• [Exercise data]:

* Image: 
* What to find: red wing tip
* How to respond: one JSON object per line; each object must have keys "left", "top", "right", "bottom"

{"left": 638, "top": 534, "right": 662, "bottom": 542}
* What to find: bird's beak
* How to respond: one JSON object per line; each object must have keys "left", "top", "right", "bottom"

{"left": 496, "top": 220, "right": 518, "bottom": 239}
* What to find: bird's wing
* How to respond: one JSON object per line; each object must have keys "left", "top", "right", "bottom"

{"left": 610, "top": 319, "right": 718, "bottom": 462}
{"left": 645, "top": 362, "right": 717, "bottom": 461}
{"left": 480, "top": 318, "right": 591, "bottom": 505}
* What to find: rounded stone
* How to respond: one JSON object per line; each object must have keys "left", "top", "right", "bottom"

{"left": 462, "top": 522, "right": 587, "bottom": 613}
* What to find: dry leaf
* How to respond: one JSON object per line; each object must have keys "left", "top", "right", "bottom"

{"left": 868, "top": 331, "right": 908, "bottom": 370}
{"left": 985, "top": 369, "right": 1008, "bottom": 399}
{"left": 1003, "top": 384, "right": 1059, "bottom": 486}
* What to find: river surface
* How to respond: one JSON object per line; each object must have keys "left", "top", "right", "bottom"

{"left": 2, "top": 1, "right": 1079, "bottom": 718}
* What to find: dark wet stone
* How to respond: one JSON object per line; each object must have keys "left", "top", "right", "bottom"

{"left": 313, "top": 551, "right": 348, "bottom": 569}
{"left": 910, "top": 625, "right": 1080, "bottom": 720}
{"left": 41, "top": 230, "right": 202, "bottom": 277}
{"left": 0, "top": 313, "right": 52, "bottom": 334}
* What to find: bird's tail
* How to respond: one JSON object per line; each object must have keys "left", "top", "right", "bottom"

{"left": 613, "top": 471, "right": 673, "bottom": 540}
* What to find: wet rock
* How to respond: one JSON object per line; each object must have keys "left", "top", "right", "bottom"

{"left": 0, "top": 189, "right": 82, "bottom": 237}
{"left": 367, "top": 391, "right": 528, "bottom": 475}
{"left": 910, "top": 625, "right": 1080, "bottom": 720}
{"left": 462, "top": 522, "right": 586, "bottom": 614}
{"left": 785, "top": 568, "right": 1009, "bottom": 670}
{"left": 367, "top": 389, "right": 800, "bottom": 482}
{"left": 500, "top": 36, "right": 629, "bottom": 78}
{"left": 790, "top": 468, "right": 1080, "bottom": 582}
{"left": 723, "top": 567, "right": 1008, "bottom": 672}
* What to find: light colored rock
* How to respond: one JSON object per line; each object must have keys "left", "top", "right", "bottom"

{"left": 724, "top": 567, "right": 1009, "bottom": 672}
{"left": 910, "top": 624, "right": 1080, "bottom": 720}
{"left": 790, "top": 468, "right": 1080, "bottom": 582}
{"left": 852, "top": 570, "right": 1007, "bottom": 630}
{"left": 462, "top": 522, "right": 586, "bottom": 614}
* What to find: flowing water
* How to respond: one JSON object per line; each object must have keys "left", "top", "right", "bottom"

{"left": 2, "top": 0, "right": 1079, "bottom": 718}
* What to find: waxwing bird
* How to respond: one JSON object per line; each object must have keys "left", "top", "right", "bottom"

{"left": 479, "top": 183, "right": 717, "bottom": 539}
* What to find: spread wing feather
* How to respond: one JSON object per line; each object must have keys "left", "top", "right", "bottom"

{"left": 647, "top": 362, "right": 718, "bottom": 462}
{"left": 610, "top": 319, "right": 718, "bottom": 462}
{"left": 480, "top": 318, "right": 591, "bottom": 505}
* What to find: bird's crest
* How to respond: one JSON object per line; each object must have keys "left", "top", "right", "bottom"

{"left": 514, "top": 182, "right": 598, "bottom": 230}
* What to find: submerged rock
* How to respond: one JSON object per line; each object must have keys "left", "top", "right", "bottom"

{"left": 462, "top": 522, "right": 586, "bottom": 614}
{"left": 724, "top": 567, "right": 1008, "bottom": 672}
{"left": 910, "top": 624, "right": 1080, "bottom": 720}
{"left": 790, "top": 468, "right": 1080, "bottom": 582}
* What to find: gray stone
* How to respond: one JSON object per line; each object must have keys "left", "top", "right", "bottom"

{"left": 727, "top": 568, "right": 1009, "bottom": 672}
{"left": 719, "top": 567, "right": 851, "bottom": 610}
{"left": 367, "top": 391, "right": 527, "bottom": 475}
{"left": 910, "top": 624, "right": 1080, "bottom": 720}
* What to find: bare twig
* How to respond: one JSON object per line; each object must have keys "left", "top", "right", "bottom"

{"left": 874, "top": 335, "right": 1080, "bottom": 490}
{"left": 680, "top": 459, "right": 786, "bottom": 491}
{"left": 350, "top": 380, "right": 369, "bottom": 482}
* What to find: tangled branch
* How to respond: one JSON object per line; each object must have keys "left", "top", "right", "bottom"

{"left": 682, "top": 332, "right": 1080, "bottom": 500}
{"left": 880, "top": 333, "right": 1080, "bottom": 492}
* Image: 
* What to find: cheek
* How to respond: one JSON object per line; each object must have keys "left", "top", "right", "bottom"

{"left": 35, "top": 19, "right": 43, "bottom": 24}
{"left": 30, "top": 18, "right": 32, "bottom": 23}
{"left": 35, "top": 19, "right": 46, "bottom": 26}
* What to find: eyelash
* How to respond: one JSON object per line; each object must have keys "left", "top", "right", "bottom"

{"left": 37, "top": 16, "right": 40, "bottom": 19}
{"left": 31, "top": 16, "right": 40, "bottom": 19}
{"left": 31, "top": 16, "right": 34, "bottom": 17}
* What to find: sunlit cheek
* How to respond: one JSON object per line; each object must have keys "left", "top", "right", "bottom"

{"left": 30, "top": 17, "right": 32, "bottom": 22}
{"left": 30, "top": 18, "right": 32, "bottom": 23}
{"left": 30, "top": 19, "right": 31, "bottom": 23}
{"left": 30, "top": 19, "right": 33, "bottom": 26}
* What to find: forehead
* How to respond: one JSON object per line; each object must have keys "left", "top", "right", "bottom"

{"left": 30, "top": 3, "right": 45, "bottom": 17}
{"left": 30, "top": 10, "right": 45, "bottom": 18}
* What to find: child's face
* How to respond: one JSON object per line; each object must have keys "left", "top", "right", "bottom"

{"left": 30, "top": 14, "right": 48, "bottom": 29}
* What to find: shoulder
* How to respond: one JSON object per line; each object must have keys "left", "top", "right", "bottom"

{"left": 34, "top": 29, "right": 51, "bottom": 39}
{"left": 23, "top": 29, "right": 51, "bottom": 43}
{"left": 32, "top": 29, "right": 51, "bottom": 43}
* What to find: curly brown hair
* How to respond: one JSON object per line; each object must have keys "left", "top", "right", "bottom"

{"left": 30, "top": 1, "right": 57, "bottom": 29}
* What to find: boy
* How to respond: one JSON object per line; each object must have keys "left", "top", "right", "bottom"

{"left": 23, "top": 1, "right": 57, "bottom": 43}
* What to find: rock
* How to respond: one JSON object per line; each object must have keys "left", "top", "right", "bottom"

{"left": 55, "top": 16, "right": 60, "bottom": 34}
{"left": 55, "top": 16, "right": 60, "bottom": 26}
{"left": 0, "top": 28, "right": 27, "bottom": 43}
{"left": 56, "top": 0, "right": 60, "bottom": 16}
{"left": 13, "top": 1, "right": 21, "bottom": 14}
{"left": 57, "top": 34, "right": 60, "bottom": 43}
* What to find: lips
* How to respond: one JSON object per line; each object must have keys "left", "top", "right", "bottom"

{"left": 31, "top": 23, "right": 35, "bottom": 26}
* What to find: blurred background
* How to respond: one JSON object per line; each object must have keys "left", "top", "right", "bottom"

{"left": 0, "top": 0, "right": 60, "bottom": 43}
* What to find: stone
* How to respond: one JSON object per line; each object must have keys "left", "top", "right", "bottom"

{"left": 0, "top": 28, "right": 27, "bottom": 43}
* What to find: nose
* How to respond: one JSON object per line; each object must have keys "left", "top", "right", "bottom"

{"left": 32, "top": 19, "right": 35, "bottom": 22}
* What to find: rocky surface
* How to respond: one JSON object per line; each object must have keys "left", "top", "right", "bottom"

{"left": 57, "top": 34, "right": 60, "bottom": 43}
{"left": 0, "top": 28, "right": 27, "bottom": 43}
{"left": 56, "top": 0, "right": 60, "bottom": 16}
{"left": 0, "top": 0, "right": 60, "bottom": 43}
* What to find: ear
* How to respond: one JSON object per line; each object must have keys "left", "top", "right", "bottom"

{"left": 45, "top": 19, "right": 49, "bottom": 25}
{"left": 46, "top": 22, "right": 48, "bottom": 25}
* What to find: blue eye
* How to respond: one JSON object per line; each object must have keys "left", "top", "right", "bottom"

• [What the exercise asks]:
Print exactly the lines of the listing above starting at the line containing "find: blurred background" and ending at the line containing "to find: ear", both included.

• [The completed task]:
* What to find: blurred background
* How to respond: one JSON object per line; each object must have keys "left", "top", "right", "bottom"

{"left": 0, "top": 0, "right": 60, "bottom": 43}
* What to find: stone
* How to respond: one JSON object per line; each object must have keys "left", "top", "right", "bottom"

{"left": 0, "top": 28, "right": 27, "bottom": 43}
* What to find: nose
* How to respond: one JSON object per line; each object must have keys "left", "top", "right", "bottom"

{"left": 32, "top": 19, "right": 35, "bottom": 22}
* What to find: rocky surface
* How to respond: one JSON object per line; each object must have keys "left", "top", "right", "bottom"

{"left": 57, "top": 34, "right": 60, "bottom": 43}
{"left": 0, "top": 28, "right": 27, "bottom": 43}
{"left": 56, "top": 0, "right": 60, "bottom": 16}
{"left": 0, "top": 0, "right": 60, "bottom": 43}
* What to find: ear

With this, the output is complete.